Stored data entries:
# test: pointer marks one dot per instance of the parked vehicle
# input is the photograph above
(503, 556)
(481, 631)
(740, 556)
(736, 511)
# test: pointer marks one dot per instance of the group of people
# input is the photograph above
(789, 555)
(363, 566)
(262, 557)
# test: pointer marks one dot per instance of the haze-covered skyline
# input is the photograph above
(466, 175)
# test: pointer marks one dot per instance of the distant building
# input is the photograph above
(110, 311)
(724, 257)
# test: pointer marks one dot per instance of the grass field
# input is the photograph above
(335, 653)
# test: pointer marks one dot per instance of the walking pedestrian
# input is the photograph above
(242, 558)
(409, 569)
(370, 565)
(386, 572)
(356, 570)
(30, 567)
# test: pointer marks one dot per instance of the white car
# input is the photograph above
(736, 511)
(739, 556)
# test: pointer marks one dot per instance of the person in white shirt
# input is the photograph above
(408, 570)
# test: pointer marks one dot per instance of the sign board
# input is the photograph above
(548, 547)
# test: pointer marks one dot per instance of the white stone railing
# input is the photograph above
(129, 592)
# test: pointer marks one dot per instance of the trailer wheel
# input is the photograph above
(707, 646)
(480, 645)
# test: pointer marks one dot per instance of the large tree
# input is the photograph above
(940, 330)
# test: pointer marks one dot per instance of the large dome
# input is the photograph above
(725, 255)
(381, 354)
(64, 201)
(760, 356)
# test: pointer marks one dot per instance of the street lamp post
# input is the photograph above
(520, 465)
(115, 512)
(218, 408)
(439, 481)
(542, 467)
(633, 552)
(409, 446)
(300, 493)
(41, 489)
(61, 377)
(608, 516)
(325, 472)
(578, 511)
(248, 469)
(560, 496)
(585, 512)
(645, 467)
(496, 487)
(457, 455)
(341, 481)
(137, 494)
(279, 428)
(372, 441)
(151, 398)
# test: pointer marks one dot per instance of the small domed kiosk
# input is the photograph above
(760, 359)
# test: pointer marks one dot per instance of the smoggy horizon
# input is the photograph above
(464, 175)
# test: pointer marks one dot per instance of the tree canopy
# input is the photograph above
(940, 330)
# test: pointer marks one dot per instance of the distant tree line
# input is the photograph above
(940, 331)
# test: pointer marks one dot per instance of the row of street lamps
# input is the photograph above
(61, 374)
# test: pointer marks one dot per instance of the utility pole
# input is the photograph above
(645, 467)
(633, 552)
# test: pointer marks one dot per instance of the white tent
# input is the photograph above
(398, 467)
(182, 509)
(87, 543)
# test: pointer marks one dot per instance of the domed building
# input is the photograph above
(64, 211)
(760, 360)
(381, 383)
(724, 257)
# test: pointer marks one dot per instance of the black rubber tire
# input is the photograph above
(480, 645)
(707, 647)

## What you will do
Could you state how many lines in the data hold the word "large"? Only the number should be given.

## Output for this task
2